Work required — Render the lines from the line containing "Could you please spot the station" through the line containing "Could you please spot the sign" as a Markdown table with the columns Row and Line, numbering each row and omitting blank lines.

··· Records to process

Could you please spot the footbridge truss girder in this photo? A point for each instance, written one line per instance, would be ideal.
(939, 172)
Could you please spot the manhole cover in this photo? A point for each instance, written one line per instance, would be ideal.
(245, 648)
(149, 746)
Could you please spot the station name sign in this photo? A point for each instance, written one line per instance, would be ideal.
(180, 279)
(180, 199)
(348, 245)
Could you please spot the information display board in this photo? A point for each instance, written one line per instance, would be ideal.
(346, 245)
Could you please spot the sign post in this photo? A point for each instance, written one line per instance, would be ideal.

······
··· Records to process

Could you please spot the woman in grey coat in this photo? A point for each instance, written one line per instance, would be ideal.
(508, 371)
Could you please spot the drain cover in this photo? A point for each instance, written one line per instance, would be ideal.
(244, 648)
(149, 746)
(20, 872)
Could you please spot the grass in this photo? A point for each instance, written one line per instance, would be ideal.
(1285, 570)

······

Expected output —
| Row | Line |
|---|---|
| 1 | Could you please spot the station name sign in this photo? A point for each instance, written one line per instance, would be ideal. |
| 2 | (180, 279) |
| 3 | (180, 199) |
| 4 | (348, 245) |
| 5 | Could you please spot the information display board in this photo? A point for each instance, written one line per instance, would be ideal. |
| 6 | (346, 245) |
| 7 | Could you please spot the sign post in this photo? A point for each instance, written one line per instance, would be ideal. |